*Okunacak Metin:*
30 Ekim 2010 Cumartesi

tıngır mıngır

insan insana seslenmeden hayatın tadı mı var? ha ha..daha güzel iface edilebilirdi evet de bu yazı derdini anlatıversin yeter.

vitrindeki renklerin büyüsüne kapılıp bir mağazaya dalarsın hani. içeride aklına bile gelmeyecek, hiç de ihtiyacının olmadığını düşündüğün o bluz seni beklemektedir. sen onu görür de vurulursun, o sana nazlı nazlı göz kırpmaktadır. seni beklemiştir, onu çizen, dokuyan, kesen, biçen seni düşünmüştür...emeğini kimbilir hangi zor şartlarda ortaya dökerken. çok sevilir o bluz. yıllar geçip giyilemeyecek duruma bile gelse, kıyılıp da kimselere verilemez. bir gün belki denip dolabın bir köşesine tekrar konulur.

bir saatim olmuştu bu duygularla aldığım. Sapı açık kahve, kendisi ortalama büyüklükteydi. kadrandaki rakamlar büyükçeydi ve birbirinin içine geçmişti hepsi. Çok sevmiştim. Çalışıyordum, işe yeni başlamıştım, bekardım da, yani o saati alabilirdim. ama neden hatırlamıyorum, onu alabilmek için biraz beklemem gerekmişti.

Her gün işe gidip gelirken yaş sanırım 19-20, görünüş zaten ufak tefek olduğundan..çocuk gibi saatçinin vitrinine bakar o saati izlerdim.

söyleyin bunun aşktan farkı ne?
:)))

Sonra o saati aldım. ki saat sevmem ben. aldım. Uzun zaman da kullandım. Sevgim hiç değişmedi.

Sonra bozuldu o saat.

Tamir ettirmek istedim...ama olmuyomuş bişey bişey yüzünden.
neyse.

hala durur işte.
hala severim.

*Yapılacak İş:* Metnin "vitrindeki renklerin büyüsüne" sözleriyle başlayıp "köşesine tekrar konulur." sözleriyle biten bölümünü düzenleyin: "bluz" yerine "gömlek" koyarak yeniden yazın.

*Kaynaktan Alıntı:*
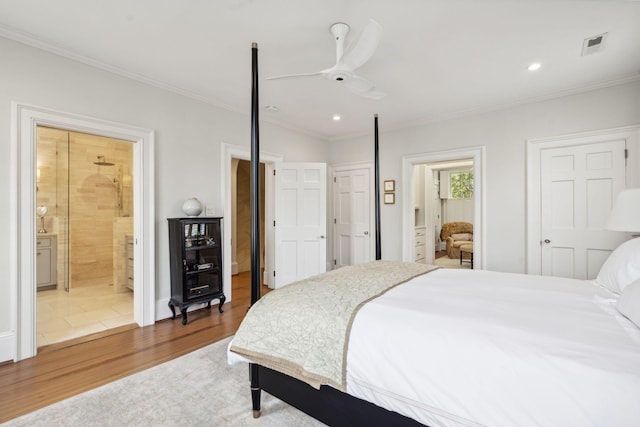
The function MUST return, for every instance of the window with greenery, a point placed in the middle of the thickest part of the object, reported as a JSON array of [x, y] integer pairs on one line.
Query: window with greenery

*Görevin Cevabı:*
vitrindeki renklerin büyüsüne kapılıp bir mağazaya dalarsın hani. içeride aklına bile gelmeyecek, hiç de ihtiyacının olmadığını düşündüğün o gömlek seni beklemektedir. sen onu görür de vurulursun, o sana nazlı nazlı göz kırpmaktadır. seni beklemiştir, onu çizen, dokuyan, kesen, biçen seni düşünmüştür...emeğini kimbilir hangi zor şartlarda ortaya dökerken. çok sevilir o gömlek. yıllar geçip giyilemeyecek duruma bile gelse, kıyılıp da kimselere verilemez. bir gün belki denip dolabın bir köşesine tekrar konulur.